Given instruction => Could you write out every line of the material from the line containing "ROI: lanyard" through the line containing "top-left (233, 333), bottom-right (270, 401)", adding 34 to each bounding-box coordinate in the answers and leaving every other number as it is?

Exercise input =>
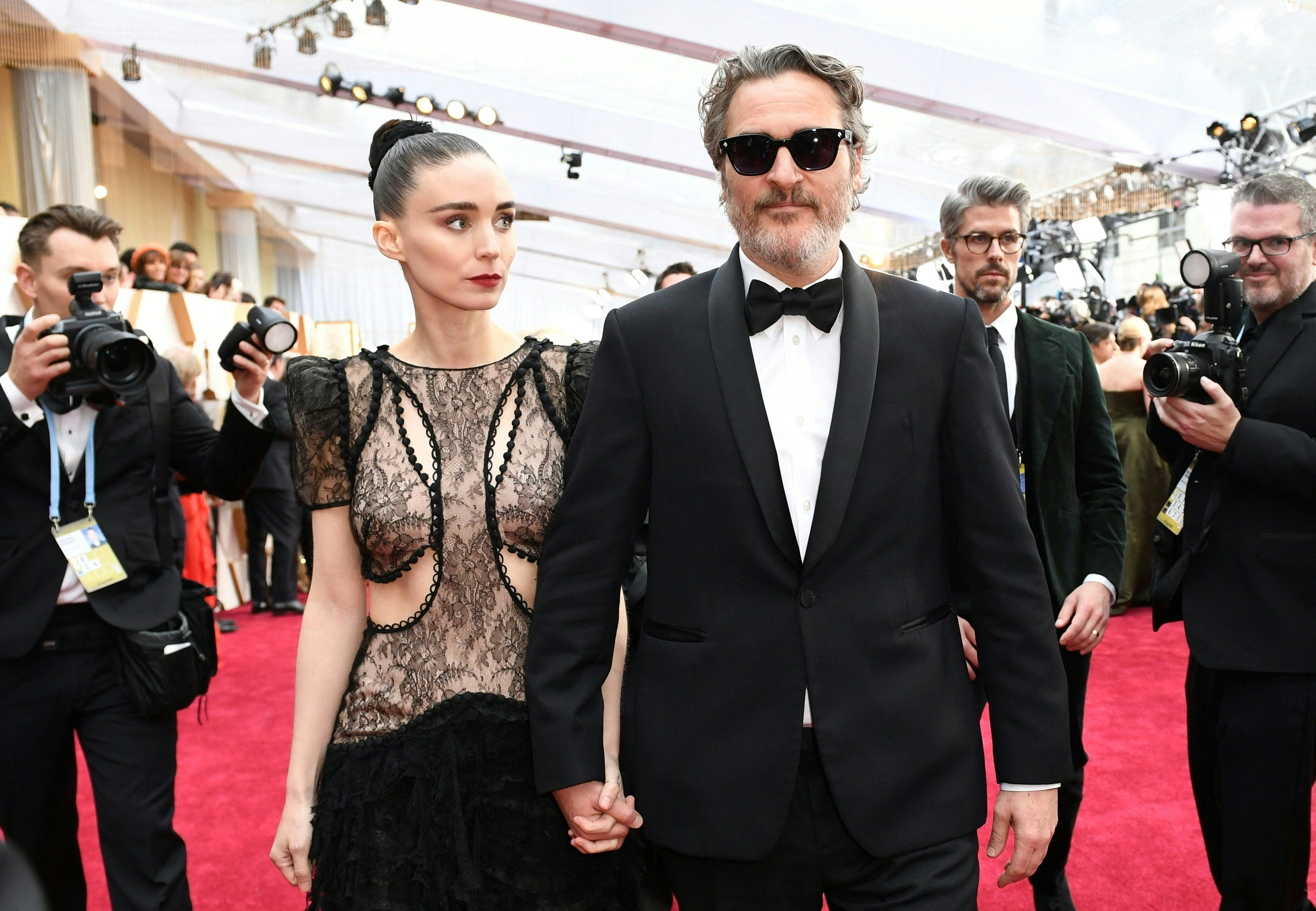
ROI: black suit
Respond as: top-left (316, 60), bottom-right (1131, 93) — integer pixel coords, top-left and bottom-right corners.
top-left (242, 379), bottom-right (301, 604)
top-left (1147, 284), bottom-right (1316, 910)
top-left (0, 336), bottom-right (271, 911)
top-left (527, 242), bottom-right (1070, 898)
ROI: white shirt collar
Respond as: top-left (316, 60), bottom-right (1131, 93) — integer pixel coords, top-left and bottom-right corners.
top-left (737, 247), bottom-right (845, 341)
top-left (991, 303), bottom-right (1019, 345)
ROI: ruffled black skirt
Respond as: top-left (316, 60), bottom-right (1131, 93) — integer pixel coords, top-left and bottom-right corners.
top-left (308, 692), bottom-right (640, 911)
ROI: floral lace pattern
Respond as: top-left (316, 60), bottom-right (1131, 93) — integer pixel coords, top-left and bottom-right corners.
top-left (288, 340), bottom-right (593, 742)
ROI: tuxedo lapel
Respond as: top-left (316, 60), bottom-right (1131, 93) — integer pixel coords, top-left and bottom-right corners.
top-left (1016, 313), bottom-right (1066, 470)
top-left (1245, 284), bottom-right (1316, 395)
top-left (804, 243), bottom-right (880, 572)
top-left (708, 246), bottom-right (800, 566)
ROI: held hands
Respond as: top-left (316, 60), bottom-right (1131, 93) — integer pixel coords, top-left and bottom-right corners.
top-left (987, 784), bottom-right (1058, 888)
top-left (553, 756), bottom-right (645, 854)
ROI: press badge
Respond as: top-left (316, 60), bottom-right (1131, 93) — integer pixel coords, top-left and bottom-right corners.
top-left (51, 516), bottom-right (128, 591)
top-left (1157, 453), bottom-right (1200, 534)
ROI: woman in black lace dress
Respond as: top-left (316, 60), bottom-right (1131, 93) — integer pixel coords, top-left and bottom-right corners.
top-left (271, 121), bottom-right (638, 911)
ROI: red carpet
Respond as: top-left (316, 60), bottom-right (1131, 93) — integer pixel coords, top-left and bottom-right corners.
top-left (78, 609), bottom-right (1316, 911)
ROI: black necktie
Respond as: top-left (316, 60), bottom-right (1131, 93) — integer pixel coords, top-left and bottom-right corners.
top-left (987, 325), bottom-right (1009, 417)
top-left (745, 278), bottom-right (842, 336)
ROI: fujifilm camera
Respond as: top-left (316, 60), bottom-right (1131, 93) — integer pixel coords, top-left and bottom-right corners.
top-left (1142, 250), bottom-right (1248, 405)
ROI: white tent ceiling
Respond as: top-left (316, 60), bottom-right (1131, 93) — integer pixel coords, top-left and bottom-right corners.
top-left (15, 0), bottom-right (1316, 337)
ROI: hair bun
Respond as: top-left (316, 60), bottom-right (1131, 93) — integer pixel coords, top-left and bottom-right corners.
top-left (366, 119), bottom-right (434, 190)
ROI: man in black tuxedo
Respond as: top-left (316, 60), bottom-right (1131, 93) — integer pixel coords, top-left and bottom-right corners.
top-left (242, 357), bottom-right (301, 616)
top-left (527, 45), bottom-right (1070, 911)
top-left (0, 205), bottom-right (272, 911)
top-left (941, 175), bottom-right (1125, 911)
top-left (1147, 174), bottom-right (1316, 911)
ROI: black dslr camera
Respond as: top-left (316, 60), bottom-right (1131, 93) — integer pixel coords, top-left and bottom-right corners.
top-left (1142, 250), bottom-right (1248, 405)
top-left (41, 272), bottom-right (155, 399)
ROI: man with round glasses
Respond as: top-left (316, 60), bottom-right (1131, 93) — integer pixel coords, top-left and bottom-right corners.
top-left (941, 175), bottom-right (1127, 911)
top-left (525, 45), bottom-right (1071, 911)
top-left (1144, 174), bottom-right (1316, 911)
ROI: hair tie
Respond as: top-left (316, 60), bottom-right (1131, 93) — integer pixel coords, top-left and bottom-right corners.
top-left (366, 120), bottom-right (434, 190)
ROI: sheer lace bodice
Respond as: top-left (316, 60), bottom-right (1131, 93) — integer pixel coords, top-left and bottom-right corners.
top-left (288, 340), bottom-right (593, 742)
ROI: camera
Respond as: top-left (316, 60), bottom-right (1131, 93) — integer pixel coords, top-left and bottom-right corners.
top-left (41, 272), bottom-right (155, 398)
top-left (1142, 250), bottom-right (1248, 404)
top-left (217, 307), bottom-right (297, 373)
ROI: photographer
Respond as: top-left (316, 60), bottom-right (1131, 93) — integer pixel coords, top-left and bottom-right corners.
top-left (0, 205), bottom-right (272, 911)
top-left (1147, 174), bottom-right (1316, 911)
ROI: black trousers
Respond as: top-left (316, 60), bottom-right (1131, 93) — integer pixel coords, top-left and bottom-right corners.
top-left (242, 490), bottom-right (301, 604)
top-left (661, 728), bottom-right (978, 911)
top-left (0, 604), bottom-right (192, 911)
top-left (1184, 657), bottom-right (1316, 911)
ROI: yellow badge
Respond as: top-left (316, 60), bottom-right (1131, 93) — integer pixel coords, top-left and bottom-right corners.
top-left (51, 516), bottom-right (128, 591)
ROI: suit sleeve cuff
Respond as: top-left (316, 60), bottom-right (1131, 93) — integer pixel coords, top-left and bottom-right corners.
top-left (0, 371), bottom-right (46, 428)
top-left (229, 387), bottom-right (270, 426)
top-left (1084, 572), bottom-right (1120, 600)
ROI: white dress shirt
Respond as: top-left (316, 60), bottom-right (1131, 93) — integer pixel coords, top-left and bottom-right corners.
top-left (0, 311), bottom-right (270, 604)
top-left (991, 304), bottom-right (1120, 604)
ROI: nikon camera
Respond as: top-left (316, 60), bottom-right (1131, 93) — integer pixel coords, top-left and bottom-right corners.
top-left (1142, 250), bottom-right (1248, 405)
top-left (41, 272), bottom-right (155, 399)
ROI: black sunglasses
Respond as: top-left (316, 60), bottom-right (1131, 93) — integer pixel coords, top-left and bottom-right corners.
top-left (717, 128), bottom-right (853, 178)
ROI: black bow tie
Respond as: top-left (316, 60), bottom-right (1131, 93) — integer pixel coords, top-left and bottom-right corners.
top-left (745, 278), bottom-right (842, 336)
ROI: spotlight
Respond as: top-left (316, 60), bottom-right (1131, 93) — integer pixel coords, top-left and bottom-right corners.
top-left (320, 63), bottom-right (342, 95)
top-left (558, 149), bottom-right (584, 181)
top-left (124, 45), bottom-right (142, 82)
top-left (1288, 117), bottom-right (1316, 145)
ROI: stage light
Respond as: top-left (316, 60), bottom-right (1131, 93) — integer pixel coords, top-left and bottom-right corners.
top-left (124, 45), bottom-right (142, 82)
top-left (320, 63), bottom-right (342, 95)
top-left (1288, 117), bottom-right (1316, 146)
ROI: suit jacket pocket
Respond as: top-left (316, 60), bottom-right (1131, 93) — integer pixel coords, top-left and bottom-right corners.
top-left (643, 620), bottom-right (705, 643)
top-left (900, 604), bottom-right (954, 634)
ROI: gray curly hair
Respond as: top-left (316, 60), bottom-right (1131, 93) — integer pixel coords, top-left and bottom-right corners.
top-left (699, 45), bottom-right (873, 192)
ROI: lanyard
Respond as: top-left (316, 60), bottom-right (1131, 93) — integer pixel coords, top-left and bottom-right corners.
top-left (41, 405), bottom-right (96, 528)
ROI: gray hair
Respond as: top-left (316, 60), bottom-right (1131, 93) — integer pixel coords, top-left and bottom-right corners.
top-left (941, 174), bottom-right (1033, 238)
top-left (1229, 171), bottom-right (1316, 234)
top-left (699, 45), bottom-right (873, 194)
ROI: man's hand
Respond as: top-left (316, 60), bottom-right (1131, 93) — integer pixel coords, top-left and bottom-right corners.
top-left (1153, 377), bottom-right (1242, 453)
top-left (987, 784), bottom-right (1058, 888)
top-left (553, 781), bottom-right (645, 854)
top-left (956, 618), bottom-right (978, 681)
top-left (1056, 582), bottom-right (1112, 654)
top-left (9, 313), bottom-right (71, 401)
top-left (233, 333), bottom-right (270, 401)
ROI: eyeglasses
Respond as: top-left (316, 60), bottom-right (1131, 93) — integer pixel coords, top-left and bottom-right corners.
top-left (1225, 230), bottom-right (1316, 259)
top-left (954, 230), bottom-right (1024, 253)
top-left (717, 128), bottom-right (853, 178)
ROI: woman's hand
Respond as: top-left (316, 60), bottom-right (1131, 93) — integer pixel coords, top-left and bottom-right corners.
top-left (270, 798), bottom-right (310, 893)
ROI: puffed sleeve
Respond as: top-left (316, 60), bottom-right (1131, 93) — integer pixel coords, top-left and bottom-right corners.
top-left (562, 341), bottom-right (599, 432)
top-left (284, 355), bottom-right (351, 510)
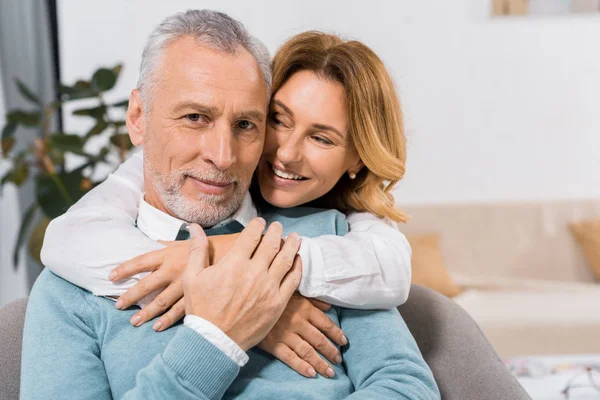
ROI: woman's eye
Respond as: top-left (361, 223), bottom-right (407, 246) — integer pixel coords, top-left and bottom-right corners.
top-left (313, 136), bottom-right (333, 146)
top-left (269, 114), bottom-right (284, 126)
top-left (238, 120), bottom-right (254, 131)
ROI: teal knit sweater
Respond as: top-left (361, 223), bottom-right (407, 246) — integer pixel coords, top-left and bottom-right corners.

Task response =>
ROI: lanyard
Respond as: top-left (316, 60), bottom-right (1131, 93) — integer pixel coords, top-left and bottom-right corners.
top-left (75, 439), bottom-right (130, 562)
ROI: gray hair
Respond as: top-left (316, 60), bottom-right (1131, 93) — integer pixel coords, top-left and bottom-right corners.
top-left (975, 208), bottom-right (1067, 272)
top-left (1263, 205), bottom-right (1350, 268)
top-left (733, 79), bottom-right (907, 228)
ROI: man's hand
Respond as: top-left (316, 60), bottom-right (1131, 93) — integer pixel coords, top-left and bottom-right corners.
top-left (1187, 411), bottom-right (1276, 487)
top-left (1021, 818), bottom-right (1092, 922)
top-left (587, 815), bottom-right (679, 888)
top-left (990, 652), bottom-right (1012, 715)
top-left (1090, 616), bottom-right (1146, 688)
top-left (43, 347), bottom-right (105, 435)
top-left (267, 367), bottom-right (304, 435)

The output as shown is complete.